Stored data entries
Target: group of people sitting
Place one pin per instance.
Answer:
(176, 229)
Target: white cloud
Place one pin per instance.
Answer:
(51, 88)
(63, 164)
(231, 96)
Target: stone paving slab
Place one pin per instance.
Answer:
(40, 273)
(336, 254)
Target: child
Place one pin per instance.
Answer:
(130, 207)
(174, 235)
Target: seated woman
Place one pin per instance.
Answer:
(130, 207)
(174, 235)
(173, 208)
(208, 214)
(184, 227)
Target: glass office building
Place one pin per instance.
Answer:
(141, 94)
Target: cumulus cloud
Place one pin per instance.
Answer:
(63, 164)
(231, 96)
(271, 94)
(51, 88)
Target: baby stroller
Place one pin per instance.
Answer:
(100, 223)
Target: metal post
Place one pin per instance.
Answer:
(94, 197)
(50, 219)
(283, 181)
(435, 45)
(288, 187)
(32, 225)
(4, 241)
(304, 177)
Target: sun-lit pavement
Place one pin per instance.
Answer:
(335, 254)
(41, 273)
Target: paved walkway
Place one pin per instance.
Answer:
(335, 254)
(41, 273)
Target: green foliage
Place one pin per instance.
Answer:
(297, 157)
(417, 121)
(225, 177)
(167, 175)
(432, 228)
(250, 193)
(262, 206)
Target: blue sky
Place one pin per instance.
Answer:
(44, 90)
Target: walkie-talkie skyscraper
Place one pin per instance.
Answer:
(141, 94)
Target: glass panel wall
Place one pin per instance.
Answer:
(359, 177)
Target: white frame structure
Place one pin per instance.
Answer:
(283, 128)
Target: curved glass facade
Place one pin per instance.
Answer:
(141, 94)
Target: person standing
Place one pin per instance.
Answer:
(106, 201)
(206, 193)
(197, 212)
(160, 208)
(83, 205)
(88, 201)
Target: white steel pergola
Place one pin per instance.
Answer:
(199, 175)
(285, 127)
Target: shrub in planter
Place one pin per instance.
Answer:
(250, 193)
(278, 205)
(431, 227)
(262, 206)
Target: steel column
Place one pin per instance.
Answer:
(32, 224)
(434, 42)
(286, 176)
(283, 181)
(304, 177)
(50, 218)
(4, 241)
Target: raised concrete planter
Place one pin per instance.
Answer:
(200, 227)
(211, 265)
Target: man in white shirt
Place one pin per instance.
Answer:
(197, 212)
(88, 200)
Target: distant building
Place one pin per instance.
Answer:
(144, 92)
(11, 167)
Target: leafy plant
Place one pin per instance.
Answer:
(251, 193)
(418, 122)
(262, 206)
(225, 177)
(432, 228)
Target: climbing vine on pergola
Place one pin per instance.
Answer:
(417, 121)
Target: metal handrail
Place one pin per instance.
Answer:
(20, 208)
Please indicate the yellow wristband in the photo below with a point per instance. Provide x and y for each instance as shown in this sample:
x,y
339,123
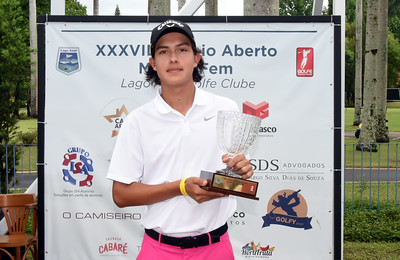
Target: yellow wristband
x,y
182,187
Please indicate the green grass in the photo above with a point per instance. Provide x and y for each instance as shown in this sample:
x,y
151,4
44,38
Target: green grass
x,y
392,114
371,195
385,157
375,250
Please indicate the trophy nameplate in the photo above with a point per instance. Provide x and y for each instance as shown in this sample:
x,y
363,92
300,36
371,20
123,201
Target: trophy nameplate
x,y
219,182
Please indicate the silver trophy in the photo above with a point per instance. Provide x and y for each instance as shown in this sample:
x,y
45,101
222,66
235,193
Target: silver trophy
x,y
236,132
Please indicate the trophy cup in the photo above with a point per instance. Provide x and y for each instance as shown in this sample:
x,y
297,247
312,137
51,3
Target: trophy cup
x,y
236,132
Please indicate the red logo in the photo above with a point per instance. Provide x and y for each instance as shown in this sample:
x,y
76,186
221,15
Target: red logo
x,y
305,62
261,110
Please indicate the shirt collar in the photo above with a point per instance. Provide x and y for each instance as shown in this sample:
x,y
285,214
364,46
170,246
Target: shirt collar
x,y
200,98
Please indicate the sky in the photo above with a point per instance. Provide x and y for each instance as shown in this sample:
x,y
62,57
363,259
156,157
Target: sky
x,y
139,7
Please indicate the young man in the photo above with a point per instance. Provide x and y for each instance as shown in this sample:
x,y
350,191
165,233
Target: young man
x,y
161,149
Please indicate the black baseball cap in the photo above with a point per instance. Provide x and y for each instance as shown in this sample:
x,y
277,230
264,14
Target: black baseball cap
x,y
167,27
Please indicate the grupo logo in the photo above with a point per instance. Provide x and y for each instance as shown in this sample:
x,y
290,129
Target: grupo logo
x,y
78,167
305,62
260,110
257,250
68,60
113,246
238,218
117,119
287,208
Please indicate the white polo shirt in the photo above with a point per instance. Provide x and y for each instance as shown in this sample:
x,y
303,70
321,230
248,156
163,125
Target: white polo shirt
x,y
157,144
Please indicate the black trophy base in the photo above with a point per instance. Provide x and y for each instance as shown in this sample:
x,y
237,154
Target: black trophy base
x,y
219,182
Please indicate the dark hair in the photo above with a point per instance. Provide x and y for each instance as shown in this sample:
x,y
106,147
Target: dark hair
x,y
198,72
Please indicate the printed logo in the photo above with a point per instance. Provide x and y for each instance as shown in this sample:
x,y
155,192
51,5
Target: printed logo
x,y
305,62
117,119
113,246
170,23
78,167
261,110
251,250
68,60
209,118
287,208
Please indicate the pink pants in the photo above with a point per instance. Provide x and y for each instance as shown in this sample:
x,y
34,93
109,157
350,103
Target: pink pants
x,y
152,250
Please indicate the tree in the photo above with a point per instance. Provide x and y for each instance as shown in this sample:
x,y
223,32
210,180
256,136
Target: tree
x,y
117,11
358,63
374,50
382,61
14,80
261,7
296,7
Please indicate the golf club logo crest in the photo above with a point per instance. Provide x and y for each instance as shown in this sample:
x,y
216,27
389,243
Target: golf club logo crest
x,y
78,167
287,208
68,60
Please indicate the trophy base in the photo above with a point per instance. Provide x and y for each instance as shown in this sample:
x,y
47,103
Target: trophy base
x,y
219,182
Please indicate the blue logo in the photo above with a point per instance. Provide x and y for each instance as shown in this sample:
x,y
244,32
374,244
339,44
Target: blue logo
x,y
78,167
287,208
68,60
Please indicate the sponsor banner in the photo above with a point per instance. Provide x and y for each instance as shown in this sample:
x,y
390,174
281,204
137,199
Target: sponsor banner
x,y
280,72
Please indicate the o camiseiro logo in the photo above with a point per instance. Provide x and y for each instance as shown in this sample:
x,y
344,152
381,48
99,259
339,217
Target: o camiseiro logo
x,y
78,167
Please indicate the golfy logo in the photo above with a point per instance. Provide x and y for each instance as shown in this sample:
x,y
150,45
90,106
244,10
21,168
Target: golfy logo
x,y
68,60
117,119
251,249
78,167
287,208
305,62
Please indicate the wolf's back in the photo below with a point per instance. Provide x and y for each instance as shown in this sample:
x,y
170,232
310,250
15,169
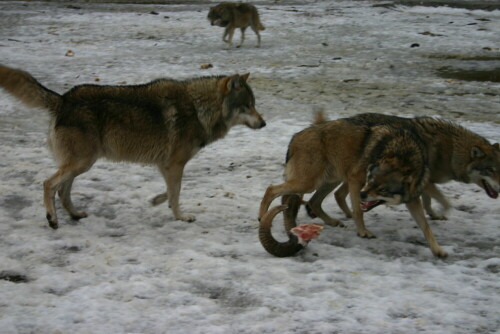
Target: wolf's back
x,y
27,89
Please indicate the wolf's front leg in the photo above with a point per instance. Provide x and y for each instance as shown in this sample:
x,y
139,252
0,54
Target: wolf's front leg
x,y
354,191
417,212
173,179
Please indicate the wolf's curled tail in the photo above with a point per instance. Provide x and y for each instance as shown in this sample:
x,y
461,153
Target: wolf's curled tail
x,y
27,89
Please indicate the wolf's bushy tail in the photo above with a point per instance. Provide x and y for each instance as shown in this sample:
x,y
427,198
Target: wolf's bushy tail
x,y
27,89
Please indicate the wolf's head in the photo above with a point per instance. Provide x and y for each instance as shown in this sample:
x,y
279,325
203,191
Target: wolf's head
x,y
239,103
218,16
484,168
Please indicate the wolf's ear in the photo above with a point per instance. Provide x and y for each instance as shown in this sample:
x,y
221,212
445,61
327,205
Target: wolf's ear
x,y
234,83
229,83
476,153
371,168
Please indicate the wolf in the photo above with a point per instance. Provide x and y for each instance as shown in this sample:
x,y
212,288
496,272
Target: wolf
x,y
455,153
328,153
231,15
164,122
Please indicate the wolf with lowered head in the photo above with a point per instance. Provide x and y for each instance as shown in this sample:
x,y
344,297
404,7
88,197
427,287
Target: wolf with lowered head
x,y
164,123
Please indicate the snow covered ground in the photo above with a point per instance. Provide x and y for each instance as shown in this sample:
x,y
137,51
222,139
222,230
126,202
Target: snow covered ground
x,y
131,268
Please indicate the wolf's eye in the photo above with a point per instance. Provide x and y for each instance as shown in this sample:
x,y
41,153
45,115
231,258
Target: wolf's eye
x,y
383,191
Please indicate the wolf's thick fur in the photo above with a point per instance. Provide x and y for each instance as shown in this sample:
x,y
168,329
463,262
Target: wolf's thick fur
x,y
455,153
231,15
163,122
328,153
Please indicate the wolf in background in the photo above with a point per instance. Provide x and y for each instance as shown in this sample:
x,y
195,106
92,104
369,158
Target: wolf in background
x,y
231,15
164,123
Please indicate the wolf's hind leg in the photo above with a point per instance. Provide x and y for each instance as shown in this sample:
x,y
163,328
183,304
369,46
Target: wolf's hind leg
x,y
418,214
256,31
242,36
431,191
56,182
65,196
160,198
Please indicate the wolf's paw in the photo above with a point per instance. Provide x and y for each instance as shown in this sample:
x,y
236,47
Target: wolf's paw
x,y
438,252
310,211
366,234
334,222
52,221
79,215
186,218
438,217
158,199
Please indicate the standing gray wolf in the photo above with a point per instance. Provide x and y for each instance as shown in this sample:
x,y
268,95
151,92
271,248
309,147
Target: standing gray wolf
x,y
328,153
455,153
231,15
164,123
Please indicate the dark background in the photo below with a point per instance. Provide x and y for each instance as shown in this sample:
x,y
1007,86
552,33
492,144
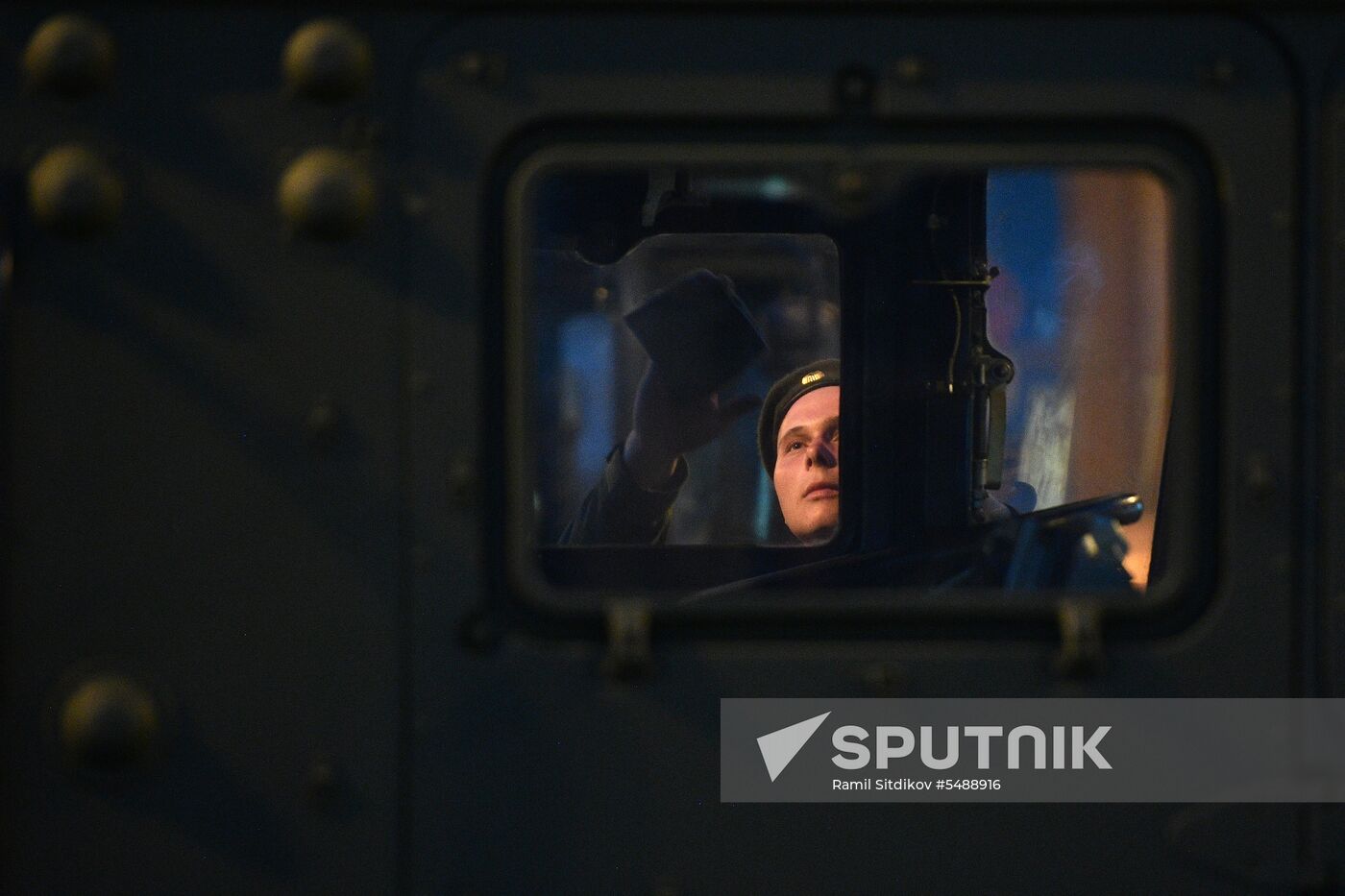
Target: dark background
x,y
258,627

◆ **Exercise aim**: Return exactly the lines that begin with the one containing "Target: standing gray wolf" and end with the final line of the data above; include no pictures.

◆ **Solution to this exercise**:
Target: standing gray wolf
x,y
328,153
455,153
231,15
164,123
Please indicate the dark background in the photo below with a point per instance. Provide x and y for each instance as shown in this sample:
x,y
1007,86
552,33
492,144
Target: dark background
x,y
258,627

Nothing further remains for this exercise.